GIVEN PROBLEM A: Convert the records, starting at the line that contains "Objective — one dot per instance of the ocean" and ending at the last line of the records, into a JSON list of strings with one string per line and blank lines left out.

===== TEXT SHOWN

On correlation and covariance

Question

How to prove mathematically for the following:

$ \operatorname{Corr}(x, y)=1$ implies a perfect positive linear relationship, which means that we can write $Y=a+bx $ for some constant a and some constant $b \gt0$.

Answer 1

Suppose $X$ and $Y$ are random variables with $\text{Corr}(X,Y)=1$, i.e. $\text{Cov}(X,Y) = \sqrt{\text{Var}(X) \text{Var}(Y)}$. This is equivalent to $\mathbb E[\widetilde{X} \widetilde{Y}] = \sqrt{\mathbb E[\widetilde{X}^2]\; \mathbb E[\widetilde{Y}^2]}$ where $\widetilde{X} = X - \mathbb E[X]$ and $\widetilde{Y} = Y - \mathbb E[Y]$. Now expand out $$ \mathbb E \left[\left(\sqrt{\mathbb E[\widetilde{X^2}]}\; \widetilde{Y} - \sqrt{\mathbb E[\widetilde{Y^2}]} \widetilde{X}\right)^2\right]=0$$ to conclude $$\sqrt{\mathbb E[\widetilde{X^2}]}\; \widetilde{Y} - \sqrt{\mathbb E[\widetilde{Y^2}]} \widetilde{X} = 0\ \text{almost surely}$$

==========

GIVEN PROBLEM B: In the thread on correlation and covariance, what does the question say $\operatorname{Corr}(x, y)=1$ implies?

===== DATA TO USE

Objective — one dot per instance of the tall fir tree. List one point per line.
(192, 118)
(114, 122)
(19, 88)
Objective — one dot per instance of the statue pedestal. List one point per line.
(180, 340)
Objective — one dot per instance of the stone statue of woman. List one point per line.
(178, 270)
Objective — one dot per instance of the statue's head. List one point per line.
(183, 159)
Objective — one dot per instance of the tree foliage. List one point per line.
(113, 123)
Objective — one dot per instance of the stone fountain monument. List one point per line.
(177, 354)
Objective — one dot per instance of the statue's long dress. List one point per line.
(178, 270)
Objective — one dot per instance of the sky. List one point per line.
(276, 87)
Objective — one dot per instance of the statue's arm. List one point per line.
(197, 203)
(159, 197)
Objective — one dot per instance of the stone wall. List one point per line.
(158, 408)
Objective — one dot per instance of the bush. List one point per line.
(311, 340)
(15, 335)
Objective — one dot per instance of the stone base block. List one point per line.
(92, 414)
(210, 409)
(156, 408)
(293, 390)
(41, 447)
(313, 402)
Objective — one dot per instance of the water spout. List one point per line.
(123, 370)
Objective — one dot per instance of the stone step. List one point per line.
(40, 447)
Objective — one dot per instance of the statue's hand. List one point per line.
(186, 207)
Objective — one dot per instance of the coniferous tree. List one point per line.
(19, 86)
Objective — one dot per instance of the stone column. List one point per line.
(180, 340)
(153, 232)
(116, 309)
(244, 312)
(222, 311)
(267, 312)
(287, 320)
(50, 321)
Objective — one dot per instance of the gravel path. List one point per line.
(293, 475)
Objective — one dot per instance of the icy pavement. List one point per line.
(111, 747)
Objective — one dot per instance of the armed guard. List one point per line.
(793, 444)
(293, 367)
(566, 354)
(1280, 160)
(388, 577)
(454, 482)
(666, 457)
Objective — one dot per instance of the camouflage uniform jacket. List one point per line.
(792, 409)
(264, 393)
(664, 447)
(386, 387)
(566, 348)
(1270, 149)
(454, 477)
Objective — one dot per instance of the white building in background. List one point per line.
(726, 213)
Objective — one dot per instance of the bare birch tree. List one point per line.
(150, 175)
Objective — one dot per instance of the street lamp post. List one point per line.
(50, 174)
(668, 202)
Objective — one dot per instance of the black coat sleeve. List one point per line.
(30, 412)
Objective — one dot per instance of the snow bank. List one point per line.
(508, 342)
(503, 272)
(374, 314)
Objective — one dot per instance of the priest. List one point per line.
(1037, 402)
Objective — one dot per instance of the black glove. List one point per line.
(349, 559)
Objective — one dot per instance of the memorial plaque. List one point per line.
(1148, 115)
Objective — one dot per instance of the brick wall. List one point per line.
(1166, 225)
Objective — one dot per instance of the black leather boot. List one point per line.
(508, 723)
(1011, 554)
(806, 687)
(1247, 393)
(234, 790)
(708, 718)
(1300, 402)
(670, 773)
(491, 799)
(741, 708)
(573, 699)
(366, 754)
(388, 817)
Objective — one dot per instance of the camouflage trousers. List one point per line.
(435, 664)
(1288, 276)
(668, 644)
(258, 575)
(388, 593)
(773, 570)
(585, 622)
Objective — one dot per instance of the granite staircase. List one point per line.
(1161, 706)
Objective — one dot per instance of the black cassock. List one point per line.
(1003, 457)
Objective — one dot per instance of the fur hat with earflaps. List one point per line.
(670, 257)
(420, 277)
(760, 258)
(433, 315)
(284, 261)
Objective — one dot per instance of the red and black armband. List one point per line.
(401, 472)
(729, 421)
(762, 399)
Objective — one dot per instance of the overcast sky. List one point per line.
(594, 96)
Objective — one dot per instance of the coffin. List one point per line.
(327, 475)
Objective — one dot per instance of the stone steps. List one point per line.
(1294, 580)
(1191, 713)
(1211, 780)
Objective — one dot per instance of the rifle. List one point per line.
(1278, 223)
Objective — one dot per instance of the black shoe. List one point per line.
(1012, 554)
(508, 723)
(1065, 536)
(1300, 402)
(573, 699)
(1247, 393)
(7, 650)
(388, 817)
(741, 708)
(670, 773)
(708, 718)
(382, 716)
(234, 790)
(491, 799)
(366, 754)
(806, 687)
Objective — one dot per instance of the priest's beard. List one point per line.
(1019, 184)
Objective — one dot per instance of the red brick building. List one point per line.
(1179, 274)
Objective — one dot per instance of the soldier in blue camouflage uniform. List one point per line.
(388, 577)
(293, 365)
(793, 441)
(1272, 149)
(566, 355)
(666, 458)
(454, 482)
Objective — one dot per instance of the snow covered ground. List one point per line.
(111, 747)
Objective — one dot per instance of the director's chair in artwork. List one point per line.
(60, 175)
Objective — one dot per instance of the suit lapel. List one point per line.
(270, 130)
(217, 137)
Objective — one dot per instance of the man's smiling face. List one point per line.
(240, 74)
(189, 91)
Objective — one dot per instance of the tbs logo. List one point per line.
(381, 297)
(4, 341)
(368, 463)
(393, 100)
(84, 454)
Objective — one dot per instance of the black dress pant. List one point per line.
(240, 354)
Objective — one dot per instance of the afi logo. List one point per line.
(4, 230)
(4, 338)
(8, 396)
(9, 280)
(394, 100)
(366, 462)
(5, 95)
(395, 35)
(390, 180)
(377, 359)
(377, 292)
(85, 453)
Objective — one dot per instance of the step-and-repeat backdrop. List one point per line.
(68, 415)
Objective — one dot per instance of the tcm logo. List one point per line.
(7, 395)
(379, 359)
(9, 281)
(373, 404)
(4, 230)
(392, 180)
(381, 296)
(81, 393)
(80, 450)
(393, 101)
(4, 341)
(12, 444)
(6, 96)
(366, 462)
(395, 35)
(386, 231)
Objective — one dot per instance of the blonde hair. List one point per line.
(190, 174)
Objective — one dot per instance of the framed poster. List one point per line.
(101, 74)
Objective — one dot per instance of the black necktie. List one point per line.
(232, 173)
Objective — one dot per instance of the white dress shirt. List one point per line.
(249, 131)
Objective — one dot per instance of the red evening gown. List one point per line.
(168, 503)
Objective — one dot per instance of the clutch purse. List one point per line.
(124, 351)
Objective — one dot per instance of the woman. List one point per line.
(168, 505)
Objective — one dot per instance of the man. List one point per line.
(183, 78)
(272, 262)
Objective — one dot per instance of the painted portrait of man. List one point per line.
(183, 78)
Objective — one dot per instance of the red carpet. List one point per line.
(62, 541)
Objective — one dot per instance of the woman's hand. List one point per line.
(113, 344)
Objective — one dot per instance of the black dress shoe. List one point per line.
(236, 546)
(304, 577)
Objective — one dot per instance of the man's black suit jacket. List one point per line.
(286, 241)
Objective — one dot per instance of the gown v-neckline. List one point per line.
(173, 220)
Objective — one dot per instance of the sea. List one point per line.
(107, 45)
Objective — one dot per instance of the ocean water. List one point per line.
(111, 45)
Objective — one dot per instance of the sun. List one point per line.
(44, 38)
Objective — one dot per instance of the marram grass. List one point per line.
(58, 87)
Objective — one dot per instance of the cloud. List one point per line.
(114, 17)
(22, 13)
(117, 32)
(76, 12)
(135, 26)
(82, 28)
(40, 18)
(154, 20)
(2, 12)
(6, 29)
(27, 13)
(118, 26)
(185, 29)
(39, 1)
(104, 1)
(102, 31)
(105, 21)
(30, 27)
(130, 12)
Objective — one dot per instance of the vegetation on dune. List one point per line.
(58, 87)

==========

EXPECTED OUTPUT A:
[
  "Objective — one dot per instance of the ocean water. List one point per line.",
  "(111, 45)",
  "Objective — one dot per instance of the sun. List one point per line.",
  "(44, 38)",
  "Objective — one dot per instance of the marram grass. List one point per line.",
  "(58, 87)",
  "Objective — one dot per instance of the cloud. List one point per line.",
  "(114, 17)",
  "(22, 13)",
  "(117, 32)",
  "(76, 12)",
  "(135, 26)",
  "(82, 28)",
  "(40, 18)",
  "(154, 20)",
  "(2, 12)",
  "(6, 29)",
  "(27, 13)",
  "(118, 26)",
  "(185, 29)",
  "(39, 1)",
  "(104, 1)",
  "(102, 31)",
  "(105, 21)",
  "(30, 27)",
  "(130, 12)",
  "Objective — one dot per instance of the vegetation on dune. List one point per line.",
  "(58, 87)"
]

EXPECTED OUTPUT B: A perfect positive linear relationship, meaning $Y=a+bx$ for some constant $a$ and some constant $b>0$.